| MATERIAL FOR THE TASK |
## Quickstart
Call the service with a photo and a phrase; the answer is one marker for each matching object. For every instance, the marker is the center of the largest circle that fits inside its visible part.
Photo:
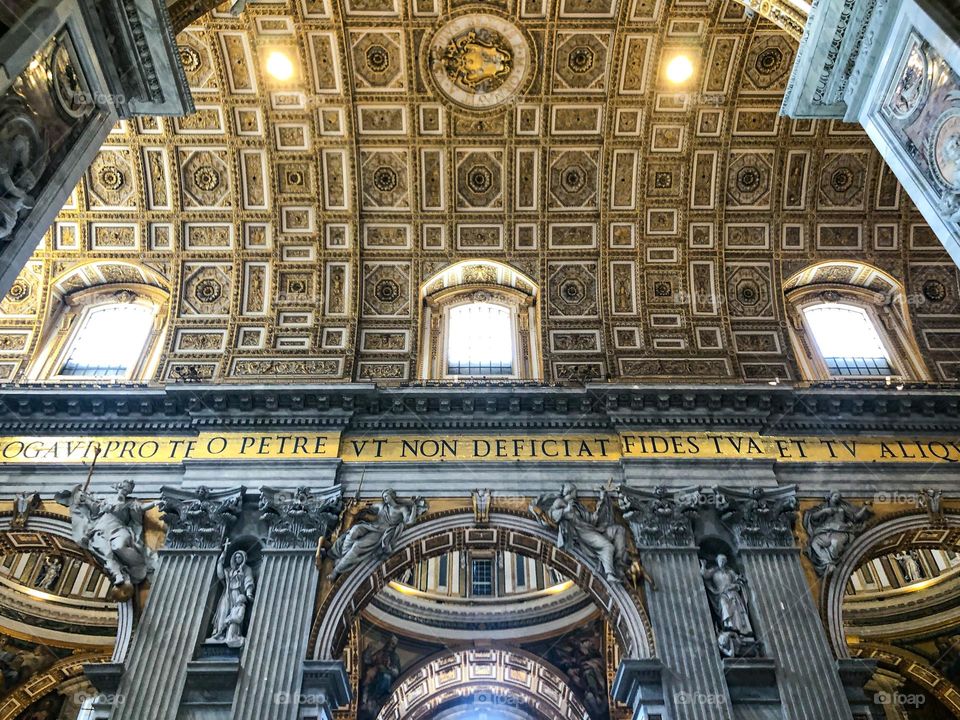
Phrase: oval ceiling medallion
(479, 61)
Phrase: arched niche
(66, 675)
(83, 288)
(878, 294)
(501, 681)
(444, 532)
(60, 527)
(486, 281)
(911, 529)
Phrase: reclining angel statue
(112, 529)
(595, 533)
(376, 535)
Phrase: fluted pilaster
(788, 624)
(272, 662)
(685, 637)
(165, 639)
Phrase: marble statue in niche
(595, 533)
(376, 535)
(238, 589)
(911, 90)
(909, 565)
(381, 668)
(24, 505)
(726, 590)
(49, 572)
(112, 529)
(831, 526)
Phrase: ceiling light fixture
(279, 65)
(679, 69)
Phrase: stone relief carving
(930, 500)
(595, 533)
(24, 505)
(376, 535)
(21, 147)
(831, 526)
(759, 517)
(201, 518)
(49, 573)
(911, 91)
(580, 656)
(238, 589)
(381, 668)
(658, 518)
(112, 529)
(300, 519)
(728, 601)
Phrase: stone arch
(443, 532)
(884, 535)
(858, 284)
(54, 525)
(480, 280)
(433, 685)
(912, 667)
(106, 272)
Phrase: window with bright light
(847, 340)
(480, 340)
(109, 342)
(481, 577)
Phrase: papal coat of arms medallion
(479, 60)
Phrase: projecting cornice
(759, 408)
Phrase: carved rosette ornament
(300, 519)
(759, 517)
(479, 60)
(201, 518)
(375, 531)
(659, 518)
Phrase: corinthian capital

| DESCRIPTION OF THE TASK |
Rewrite the material above as a numbered list, one line per item, with blank lines left out. Omit the picture from your answer.

| EXERCISE SOLUTION |
1. ## Quickstart
2. Call the service with a photo and a phrase; the answer is one marker for each matching object. For every instance, the marker is the center of the largest circle that fits inside its visible part.
3. Photo:
4. Phrase: oval ceiling medallion
5. (479, 61)
6. Phrase: arched niche
7. (66, 675)
8. (83, 288)
9. (878, 294)
10. (501, 681)
11. (444, 532)
12. (60, 527)
13. (486, 281)
14. (911, 529)
15. Phrase: reclining angel statue
16. (112, 529)
17. (595, 533)
18. (376, 535)
19. Phrase: fluted pilaster
20. (788, 624)
21. (272, 662)
22. (685, 637)
23. (165, 639)
24. Phrase: marble statue in niche
25. (595, 533)
26. (376, 535)
27. (238, 589)
28. (911, 90)
29. (909, 565)
30. (381, 668)
31. (24, 505)
32. (726, 590)
33. (49, 572)
34. (112, 529)
35. (831, 526)
36. Phrase: ceiling light fixture
37. (279, 65)
38. (679, 69)
39. Phrase: stone relief carving
40. (930, 500)
41. (595, 533)
42. (24, 505)
43. (376, 535)
44. (21, 147)
45. (831, 526)
46. (759, 517)
47. (201, 518)
48. (49, 573)
49. (911, 91)
50. (580, 656)
51. (238, 589)
52. (381, 668)
53. (658, 518)
54. (112, 529)
55. (300, 519)
56. (728, 601)
57. Phrase: stone arch
58. (443, 532)
59. (884, 535)
60. (858, 284)
61. (54, 525)
62. (480, 280)
63. (433, 685)
64. (912, 667)
65. (106, 272)
66. Phrase: window with bright light
67. (847, 340)
68. (480, 340)
69. (109, 342)
70. (481, 577)
71. Phrase: papal coat of arms medallion
72. (479, 60)
73. Phrase: projecting cornice
74. (759, 408)
75. Phrase: carved rosette ornament
76. (300, 519)
77. (759, 517)
78. (479, 60)
79. (201, 518)
80. (375, 531)
81. (659, 518)
82. Phrase: corinthian capital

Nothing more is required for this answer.